◆ TRY IT:
Lay out every line of the listing below as a Markdown table with the columns "Number" and "Content", numbering the rows and skipping blank lines. Leave the pictures out.

◆ DATASET EXCERPTS:

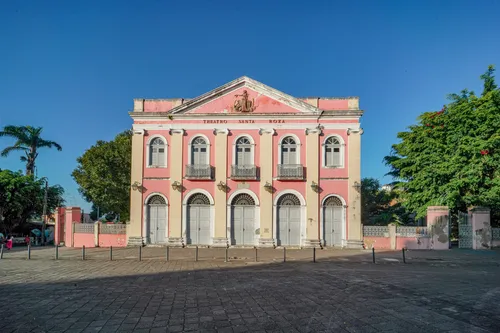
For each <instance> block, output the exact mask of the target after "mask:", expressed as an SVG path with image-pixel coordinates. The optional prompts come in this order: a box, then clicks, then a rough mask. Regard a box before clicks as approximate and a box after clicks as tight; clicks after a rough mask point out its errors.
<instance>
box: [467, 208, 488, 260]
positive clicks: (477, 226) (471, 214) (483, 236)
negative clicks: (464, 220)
mask: <svg viewBox="0 0 500 333" xmlns="http://www.w3.org/2000/svg"><path fill="white" fill-rule="evenodd" d="M469 214H470V216H471V224H472V237H473V238H472V248H473V249H474V250H487V249H491V244H492V230H491V222H490V214H491V211H490V209H489V208H486V207H474V208H471V209H469Z"/></svg>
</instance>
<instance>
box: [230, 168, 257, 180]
mask: <svg viewBox="0 0 500 333" xmlns="http://www.w3.org/2000/svg"><path fill="white" fill-rule="evenodd" d="M231 178H232V179H257V167H256V166H255V165H232V166H231Z"/></svg>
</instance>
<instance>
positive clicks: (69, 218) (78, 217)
mask: <svg viewBox="0 0 500 333" xmlns="http://www.w3.org/2000/svg"><path fill="white" fill-rule="evenodd" d="M65 215H66V216H65V218H64V224H65V226H64V227H65V240H64V244H65V245H66V246H73V233H74V229H73V223H80V221H81V218H82V210H81V209H80V207H66V210H65Z"/></svg>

◆ ANSWER BELOW:
| Number | Content |
|---|---|
| 1 | For each <instance> block, output the exact mask of the target after "mask:", expressed as an SVG path with image-pixel coordinates. The optional prompts come in this order: a box, then clicks, then a rough mask. Regard a box before clicks as approximate and a box after clicks as tight; clicks after a rough mask point out its errors. |
| 2 | <instance> |
| 3 | box: [467, 208, 488, 260] |
| 4 | positive clicks: (477, 226) (471, 214) (483, 236) |
| 5 | negative clicks: (464, 220) |
| 6 | mask: <svg viewBox="0 0 500 333" xmlns="http://www.w3.org/2000/svg"><path fill="white" fill-rule="evenodd" d="M469 214H470V216H471V224H472V237H473V238H472V248H473V249H474V250H487V249H491V244H492V230H491V222H490V214H491V211H490V209H489V208H486V207H474V208H471V209H469Z"/></svg> |
| 7 | </instance> |
| 8 | <instance> |
| 9 | box: [230, 168, 257, 180] |
| 10 | mask: <svg viewBox="0 0 500 333" xmlns="http://www.w3.org/2000/svg"><path fill="white" fill-rule="evenodd" d="M231 178H232V179H257V167H256V166H255V165H232V166H231Z"/></svg> |
| 11 | </instance> |
| 12 | <instance> |
| 13 | positive clicks: (69, 218) (78, 217) |
| 14 | mask: <svg viewBox="0 0 500 333" xmlns="http://www.w3.org/2000/svg"><path fill="white" fill-rule="evenodd" d="M65 215H66V216H65V218H64V224H65V226H64V227H65V240H64V244H65V245H66V246H73V233H74V229H73V223H80V221H81V218H82V210H81V209H80V207H66V210H65Z"/></svg> |